→ **Brief 1**
Copy the YouTube Music article word for word, from "More About YouTube" up to and including "ongoing song ends.".
→ **Brief 2**
Translate this sentence from the YouTube Music article into Spanish: "As Reddit users noted, the capability changes the queue only if you hit the next button before an ongoing song ends."

→ **Source excerpt**
--------

Google appears to be expanding its algorithmic mastery within YouTube Music. A Reddit user has revealed that the internet giant is testing a new ‘dynamic queue’ feature in its popular music app. The capability, as the company puts it, will give users “queue and radio updates” based on their listening behavior.

When you start a radio based on a song or pick or an auto-generated queue on YouTube Music, the genre of the song next in the queue is similar to the one playing before it. The reason is that the app’s algorithms combine your preferred artists and listening behavior for that genre to keep the recommendations as relevant as possible.

The capability does a pretty neat job, but if you tend to listen to different genres and need to jump to other categories completely, like from metal to dubstep, you’d have to close the queue, go back, and start another radio based on the song from that particular category.

More About YouTube Dynamic Queue Feature

YouTube Enters Dynamic Queue

Image Source: Reddit

With YouTube’s new dynamic queue feature, seen in the service settings, the genre of songs in the queue will change automatically according to the users’ broader, cross-genre listening behavior.

However, it’s not that your playback queue will change every single time you start radio on YouTube Music. As Reddit users noted, the capability changes the queue only if you hit the next button before an ongoing song ends.

--------

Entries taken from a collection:
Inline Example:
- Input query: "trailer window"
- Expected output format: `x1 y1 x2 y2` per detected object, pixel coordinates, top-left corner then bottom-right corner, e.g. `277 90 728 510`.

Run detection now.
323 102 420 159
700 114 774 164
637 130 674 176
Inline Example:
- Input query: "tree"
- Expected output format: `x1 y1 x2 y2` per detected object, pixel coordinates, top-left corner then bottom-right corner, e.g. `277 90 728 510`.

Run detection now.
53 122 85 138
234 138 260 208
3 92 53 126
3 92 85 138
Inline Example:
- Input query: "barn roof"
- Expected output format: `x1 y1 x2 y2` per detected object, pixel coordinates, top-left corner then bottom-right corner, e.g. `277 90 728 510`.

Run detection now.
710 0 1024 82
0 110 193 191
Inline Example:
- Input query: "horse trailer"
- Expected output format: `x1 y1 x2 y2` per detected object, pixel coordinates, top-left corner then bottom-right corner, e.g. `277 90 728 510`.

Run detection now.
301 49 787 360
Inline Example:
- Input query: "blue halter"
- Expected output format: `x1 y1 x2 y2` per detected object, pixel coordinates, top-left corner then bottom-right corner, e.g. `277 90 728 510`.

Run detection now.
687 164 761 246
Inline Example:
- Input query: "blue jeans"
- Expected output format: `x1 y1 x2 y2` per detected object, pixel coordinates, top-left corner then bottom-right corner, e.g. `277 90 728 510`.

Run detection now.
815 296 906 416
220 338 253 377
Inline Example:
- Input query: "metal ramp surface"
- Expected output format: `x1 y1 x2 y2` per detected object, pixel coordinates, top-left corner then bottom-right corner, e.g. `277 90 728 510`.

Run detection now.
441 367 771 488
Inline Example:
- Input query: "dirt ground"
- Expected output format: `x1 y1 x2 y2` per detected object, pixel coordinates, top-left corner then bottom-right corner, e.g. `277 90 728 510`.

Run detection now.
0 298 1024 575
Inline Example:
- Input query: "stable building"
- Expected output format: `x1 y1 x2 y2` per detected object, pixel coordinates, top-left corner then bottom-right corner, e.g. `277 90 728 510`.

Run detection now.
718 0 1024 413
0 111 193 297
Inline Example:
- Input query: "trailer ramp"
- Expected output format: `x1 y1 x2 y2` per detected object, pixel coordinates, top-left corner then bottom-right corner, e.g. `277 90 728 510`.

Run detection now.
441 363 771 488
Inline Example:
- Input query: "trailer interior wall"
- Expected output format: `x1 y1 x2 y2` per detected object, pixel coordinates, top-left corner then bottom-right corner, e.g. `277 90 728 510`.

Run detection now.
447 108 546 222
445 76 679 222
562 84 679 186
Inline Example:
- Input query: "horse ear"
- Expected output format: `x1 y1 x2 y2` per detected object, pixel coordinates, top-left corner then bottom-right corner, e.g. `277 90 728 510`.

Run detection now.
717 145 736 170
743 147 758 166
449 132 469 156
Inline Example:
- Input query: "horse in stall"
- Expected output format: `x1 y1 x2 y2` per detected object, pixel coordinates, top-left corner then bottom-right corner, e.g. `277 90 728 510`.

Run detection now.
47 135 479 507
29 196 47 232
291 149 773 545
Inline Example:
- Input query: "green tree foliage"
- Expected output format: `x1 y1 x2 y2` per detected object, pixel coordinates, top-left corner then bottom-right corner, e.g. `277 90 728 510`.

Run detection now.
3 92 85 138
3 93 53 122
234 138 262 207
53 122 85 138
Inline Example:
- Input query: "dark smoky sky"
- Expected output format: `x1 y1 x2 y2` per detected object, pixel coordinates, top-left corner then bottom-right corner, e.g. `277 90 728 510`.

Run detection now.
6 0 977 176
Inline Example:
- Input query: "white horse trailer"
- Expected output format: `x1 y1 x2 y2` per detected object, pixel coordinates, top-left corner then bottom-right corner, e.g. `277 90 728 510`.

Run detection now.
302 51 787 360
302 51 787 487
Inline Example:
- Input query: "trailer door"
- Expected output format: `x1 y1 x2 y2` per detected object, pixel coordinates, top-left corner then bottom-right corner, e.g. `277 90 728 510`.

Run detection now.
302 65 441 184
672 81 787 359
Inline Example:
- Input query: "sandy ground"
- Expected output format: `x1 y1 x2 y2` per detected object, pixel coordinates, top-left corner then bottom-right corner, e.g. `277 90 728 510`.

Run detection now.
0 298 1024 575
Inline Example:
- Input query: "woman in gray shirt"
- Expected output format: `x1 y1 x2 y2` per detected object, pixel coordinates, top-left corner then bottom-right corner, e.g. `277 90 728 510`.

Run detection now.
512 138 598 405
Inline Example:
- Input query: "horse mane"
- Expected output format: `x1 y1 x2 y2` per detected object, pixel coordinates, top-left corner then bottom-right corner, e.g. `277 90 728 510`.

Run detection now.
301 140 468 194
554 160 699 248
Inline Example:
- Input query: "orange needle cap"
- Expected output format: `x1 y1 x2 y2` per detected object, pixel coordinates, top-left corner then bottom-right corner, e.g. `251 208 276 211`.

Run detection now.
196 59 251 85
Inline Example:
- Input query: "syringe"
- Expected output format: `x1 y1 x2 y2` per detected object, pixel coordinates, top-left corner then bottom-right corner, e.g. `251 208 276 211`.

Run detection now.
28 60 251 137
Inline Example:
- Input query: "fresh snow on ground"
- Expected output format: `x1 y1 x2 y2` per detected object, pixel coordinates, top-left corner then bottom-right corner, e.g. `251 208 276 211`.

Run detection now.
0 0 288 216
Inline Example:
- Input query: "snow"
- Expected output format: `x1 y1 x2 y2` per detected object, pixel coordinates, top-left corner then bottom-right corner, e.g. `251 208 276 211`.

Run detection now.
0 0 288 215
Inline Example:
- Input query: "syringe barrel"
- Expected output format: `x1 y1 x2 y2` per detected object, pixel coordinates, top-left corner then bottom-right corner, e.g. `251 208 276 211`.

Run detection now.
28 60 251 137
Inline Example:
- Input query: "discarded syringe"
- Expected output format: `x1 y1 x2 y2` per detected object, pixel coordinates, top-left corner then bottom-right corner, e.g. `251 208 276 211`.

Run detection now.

--------

→ **Task output 1**
More About YouTube Dynamic Queue Feature

YouTube Enters Dynamic Queue

Image Source: Reddit

With YouTube’s new dynamic queue feature, seen in the service settings, the genre of songs in the queue will change automatically according to the users’ broader, cross-genre listening behavior.

However, it’s not that your playback queue will change every single time you start radio on YouTube Music. As Reddit users noted, the capability changes the queue only if you hit the next button before an ongoing song ends.

→ **Task output 2**
Como señalaron los usuarios de Reddit, la función cambia la cola solo si pulsas el botón de siguiente antes de que termine la canción en curso.